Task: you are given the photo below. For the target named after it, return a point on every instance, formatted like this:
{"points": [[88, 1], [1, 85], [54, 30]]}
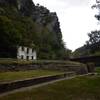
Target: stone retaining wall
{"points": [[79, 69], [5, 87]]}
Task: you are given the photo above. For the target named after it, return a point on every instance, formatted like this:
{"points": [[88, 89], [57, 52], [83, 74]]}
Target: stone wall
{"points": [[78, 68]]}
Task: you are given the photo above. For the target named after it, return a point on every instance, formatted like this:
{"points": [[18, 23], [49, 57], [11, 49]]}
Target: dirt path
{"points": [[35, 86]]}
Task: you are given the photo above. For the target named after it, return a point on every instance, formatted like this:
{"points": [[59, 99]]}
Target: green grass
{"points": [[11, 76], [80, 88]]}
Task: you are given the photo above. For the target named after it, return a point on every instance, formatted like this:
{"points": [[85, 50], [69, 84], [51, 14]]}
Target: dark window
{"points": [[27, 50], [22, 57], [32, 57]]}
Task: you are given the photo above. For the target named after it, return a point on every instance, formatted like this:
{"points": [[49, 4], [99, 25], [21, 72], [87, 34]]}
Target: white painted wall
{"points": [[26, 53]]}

==

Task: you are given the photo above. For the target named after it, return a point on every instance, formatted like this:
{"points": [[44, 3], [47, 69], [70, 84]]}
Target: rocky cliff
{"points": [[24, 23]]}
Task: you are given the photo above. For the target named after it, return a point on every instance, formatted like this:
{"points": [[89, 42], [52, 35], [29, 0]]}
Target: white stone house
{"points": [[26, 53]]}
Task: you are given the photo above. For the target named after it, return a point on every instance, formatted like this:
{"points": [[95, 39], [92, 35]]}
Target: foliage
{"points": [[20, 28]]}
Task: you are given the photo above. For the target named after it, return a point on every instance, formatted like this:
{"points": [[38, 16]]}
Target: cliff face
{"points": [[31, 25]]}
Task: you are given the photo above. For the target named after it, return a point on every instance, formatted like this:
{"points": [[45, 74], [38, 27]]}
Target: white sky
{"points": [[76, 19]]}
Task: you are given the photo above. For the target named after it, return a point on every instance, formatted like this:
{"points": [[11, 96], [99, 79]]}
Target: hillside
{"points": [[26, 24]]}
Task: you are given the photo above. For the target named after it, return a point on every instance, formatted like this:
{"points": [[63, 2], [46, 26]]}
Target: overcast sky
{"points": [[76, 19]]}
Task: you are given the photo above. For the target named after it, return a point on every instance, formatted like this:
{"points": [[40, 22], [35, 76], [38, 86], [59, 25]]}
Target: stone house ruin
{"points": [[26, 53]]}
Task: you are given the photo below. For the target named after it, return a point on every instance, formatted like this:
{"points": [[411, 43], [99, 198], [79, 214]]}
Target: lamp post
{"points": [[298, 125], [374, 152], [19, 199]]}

### WHAT TO DO
Pick out and copy every line of the data above that contains the string "stone", treating case as significant.

### SOLUTION TO THIS TASK
Target: stone retaining wall
Target: stone wall
Target: white stone house
Target: stone house ruin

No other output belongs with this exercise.